# Collected data
BEGIN

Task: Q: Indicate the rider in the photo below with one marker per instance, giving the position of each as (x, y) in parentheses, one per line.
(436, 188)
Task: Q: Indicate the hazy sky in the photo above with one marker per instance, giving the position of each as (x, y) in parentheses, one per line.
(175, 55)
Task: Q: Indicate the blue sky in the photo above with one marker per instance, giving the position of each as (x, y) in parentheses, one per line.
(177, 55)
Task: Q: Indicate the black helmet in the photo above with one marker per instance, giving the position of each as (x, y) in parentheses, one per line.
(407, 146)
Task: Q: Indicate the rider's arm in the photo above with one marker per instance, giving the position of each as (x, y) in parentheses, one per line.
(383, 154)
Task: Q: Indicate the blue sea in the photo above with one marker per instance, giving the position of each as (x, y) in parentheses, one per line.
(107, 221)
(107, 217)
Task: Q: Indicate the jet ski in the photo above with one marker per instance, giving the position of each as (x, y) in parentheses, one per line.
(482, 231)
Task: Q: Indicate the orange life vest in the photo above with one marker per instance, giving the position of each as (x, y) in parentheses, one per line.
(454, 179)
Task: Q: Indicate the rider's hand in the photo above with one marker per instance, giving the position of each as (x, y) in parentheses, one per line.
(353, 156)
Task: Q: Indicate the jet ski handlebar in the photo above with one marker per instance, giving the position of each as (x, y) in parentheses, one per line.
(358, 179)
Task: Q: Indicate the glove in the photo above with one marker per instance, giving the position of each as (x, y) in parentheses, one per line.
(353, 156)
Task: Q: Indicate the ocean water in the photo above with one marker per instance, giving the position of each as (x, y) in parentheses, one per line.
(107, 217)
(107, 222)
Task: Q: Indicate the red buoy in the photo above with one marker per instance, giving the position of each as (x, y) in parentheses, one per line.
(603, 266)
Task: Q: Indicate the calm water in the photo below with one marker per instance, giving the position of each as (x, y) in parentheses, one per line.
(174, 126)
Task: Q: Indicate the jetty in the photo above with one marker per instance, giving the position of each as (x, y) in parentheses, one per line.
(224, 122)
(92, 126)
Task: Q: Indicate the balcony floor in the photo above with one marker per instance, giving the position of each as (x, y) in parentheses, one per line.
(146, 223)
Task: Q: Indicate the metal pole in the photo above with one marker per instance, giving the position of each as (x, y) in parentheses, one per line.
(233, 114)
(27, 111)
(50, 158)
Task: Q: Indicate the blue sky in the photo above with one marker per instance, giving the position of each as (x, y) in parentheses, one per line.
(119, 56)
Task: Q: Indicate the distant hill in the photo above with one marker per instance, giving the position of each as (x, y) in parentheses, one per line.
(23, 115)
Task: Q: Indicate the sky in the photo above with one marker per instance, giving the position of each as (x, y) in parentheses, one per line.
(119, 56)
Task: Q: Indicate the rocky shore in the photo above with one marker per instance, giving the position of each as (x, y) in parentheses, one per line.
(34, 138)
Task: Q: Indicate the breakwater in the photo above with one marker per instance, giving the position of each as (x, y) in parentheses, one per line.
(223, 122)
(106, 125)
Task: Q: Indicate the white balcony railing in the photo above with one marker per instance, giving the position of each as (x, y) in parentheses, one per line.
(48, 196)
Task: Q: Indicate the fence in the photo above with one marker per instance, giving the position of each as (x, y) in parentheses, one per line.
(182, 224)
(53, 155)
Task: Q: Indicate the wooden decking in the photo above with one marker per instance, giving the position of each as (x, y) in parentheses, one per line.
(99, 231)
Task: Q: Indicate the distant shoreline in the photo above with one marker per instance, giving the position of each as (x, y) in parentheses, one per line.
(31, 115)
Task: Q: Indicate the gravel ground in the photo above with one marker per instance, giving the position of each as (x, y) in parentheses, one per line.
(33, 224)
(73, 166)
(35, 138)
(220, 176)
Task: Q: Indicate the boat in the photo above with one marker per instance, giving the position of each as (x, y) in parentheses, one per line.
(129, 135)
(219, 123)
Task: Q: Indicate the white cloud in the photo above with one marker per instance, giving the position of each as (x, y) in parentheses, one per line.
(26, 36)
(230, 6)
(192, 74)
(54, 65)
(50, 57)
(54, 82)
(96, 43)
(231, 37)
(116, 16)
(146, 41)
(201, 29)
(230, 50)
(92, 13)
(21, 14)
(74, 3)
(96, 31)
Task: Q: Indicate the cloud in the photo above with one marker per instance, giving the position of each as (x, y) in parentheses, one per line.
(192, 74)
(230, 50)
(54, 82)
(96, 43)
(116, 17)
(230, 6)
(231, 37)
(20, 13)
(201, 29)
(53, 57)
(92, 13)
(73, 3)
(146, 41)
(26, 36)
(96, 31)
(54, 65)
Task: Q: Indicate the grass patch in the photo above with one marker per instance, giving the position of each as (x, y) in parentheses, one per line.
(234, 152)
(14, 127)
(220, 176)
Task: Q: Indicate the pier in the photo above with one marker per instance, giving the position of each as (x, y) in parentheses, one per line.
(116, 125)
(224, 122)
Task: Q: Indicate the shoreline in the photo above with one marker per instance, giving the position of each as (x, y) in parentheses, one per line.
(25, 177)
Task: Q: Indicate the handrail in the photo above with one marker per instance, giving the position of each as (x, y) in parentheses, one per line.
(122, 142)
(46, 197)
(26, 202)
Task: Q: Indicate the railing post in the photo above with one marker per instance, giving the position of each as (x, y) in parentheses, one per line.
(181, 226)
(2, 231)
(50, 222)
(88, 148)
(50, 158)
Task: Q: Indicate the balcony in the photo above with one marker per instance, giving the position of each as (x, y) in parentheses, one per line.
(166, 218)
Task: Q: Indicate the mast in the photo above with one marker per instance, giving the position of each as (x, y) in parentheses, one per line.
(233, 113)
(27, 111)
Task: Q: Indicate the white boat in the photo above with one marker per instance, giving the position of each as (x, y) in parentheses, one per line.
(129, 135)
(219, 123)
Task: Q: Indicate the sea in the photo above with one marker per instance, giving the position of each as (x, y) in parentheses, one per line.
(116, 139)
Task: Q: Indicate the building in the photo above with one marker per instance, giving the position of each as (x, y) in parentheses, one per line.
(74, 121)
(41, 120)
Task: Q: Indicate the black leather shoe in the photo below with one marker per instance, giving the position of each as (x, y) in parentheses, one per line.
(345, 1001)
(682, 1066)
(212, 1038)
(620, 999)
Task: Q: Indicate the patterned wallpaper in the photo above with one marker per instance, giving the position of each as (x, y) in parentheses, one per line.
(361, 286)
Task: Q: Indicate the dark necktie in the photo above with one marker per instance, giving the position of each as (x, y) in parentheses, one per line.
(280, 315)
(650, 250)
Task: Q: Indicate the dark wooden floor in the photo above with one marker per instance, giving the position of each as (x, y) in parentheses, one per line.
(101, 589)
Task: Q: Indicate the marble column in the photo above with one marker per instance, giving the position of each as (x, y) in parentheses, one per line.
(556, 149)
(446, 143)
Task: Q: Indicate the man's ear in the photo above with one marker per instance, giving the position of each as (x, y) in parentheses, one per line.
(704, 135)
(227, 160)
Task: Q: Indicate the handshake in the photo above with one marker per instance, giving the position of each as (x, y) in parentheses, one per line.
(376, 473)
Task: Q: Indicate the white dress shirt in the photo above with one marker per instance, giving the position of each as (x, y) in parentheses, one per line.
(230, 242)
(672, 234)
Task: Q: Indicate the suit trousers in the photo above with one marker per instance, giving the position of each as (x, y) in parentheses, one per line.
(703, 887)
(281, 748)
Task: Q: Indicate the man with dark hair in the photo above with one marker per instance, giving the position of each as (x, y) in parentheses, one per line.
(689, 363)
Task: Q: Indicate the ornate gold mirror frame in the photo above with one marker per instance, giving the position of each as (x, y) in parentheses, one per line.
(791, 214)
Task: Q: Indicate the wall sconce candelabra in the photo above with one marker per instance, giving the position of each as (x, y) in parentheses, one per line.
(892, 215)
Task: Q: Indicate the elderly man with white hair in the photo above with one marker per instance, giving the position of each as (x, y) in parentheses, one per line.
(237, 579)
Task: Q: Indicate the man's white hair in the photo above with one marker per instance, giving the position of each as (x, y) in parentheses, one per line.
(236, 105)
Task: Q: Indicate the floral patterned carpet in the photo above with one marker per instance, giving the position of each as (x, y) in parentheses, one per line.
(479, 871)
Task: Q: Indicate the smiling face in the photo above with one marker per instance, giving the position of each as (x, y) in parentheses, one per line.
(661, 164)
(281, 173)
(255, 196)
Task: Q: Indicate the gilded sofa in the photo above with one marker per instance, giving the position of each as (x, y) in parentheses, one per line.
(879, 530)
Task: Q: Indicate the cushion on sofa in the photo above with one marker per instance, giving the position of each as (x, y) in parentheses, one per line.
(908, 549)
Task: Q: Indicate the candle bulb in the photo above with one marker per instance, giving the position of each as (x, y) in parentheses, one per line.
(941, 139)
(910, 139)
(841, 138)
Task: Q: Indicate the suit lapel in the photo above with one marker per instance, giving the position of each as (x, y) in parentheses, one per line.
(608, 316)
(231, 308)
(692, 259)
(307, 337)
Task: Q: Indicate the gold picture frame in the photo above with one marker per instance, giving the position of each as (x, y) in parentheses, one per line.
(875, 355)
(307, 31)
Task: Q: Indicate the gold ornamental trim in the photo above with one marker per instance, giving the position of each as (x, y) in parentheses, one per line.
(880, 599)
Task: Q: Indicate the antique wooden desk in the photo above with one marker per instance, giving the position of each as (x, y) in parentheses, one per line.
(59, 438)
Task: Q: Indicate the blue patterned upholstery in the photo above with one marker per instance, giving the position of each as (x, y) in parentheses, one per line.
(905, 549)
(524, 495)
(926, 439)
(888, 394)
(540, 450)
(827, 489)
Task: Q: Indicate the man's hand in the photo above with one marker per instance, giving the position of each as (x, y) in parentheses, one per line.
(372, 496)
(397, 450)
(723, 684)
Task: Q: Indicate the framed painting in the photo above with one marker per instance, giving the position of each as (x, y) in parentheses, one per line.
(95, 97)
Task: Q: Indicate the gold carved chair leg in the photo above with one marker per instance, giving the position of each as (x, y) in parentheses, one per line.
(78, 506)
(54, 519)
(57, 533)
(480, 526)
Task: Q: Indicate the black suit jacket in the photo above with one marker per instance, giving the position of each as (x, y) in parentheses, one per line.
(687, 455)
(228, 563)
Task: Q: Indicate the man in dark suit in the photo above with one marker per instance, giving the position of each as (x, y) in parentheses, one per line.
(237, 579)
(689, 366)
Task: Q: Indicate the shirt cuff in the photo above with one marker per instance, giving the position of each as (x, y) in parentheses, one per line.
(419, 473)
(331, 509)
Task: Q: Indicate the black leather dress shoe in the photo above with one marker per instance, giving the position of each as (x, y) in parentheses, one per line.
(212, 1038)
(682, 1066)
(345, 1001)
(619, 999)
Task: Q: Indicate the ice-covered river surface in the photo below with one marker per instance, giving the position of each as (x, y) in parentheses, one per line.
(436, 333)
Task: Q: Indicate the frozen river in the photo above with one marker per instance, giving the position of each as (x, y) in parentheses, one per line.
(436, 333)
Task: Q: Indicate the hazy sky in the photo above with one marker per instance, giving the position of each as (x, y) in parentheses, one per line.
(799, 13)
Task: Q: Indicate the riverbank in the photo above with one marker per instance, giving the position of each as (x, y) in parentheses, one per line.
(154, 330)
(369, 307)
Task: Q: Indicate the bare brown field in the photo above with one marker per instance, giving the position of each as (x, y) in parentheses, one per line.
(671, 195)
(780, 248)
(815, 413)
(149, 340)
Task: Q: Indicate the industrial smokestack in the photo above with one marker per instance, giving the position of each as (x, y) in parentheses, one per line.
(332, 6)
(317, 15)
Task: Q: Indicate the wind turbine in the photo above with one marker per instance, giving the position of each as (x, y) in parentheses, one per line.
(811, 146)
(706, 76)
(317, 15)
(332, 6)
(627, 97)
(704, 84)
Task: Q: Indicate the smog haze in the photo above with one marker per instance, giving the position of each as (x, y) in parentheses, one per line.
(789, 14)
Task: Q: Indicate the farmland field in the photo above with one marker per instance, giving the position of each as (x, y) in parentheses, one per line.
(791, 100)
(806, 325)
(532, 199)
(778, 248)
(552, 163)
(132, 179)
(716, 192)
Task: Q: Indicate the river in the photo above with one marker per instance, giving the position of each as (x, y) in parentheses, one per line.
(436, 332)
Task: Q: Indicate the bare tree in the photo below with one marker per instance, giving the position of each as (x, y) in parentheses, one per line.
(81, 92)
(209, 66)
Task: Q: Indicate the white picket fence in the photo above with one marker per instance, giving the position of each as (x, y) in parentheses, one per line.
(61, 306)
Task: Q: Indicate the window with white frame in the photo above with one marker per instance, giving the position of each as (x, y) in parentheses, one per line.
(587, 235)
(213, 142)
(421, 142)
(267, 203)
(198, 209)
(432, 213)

END

# What is needed
Repeat precisely the lines of the data starting at the one containing "Task: Q: Indicate the window", last line included.

# Finished exercise
Task: Q: Indicate the window with white frame in the photo above with one marker per instance, giving the position of each as (x, y) in parentheses, one per line.
(587, 235)
(213, 142)
(421, 142)
(267, 203)
(198, 209)
(432, 213)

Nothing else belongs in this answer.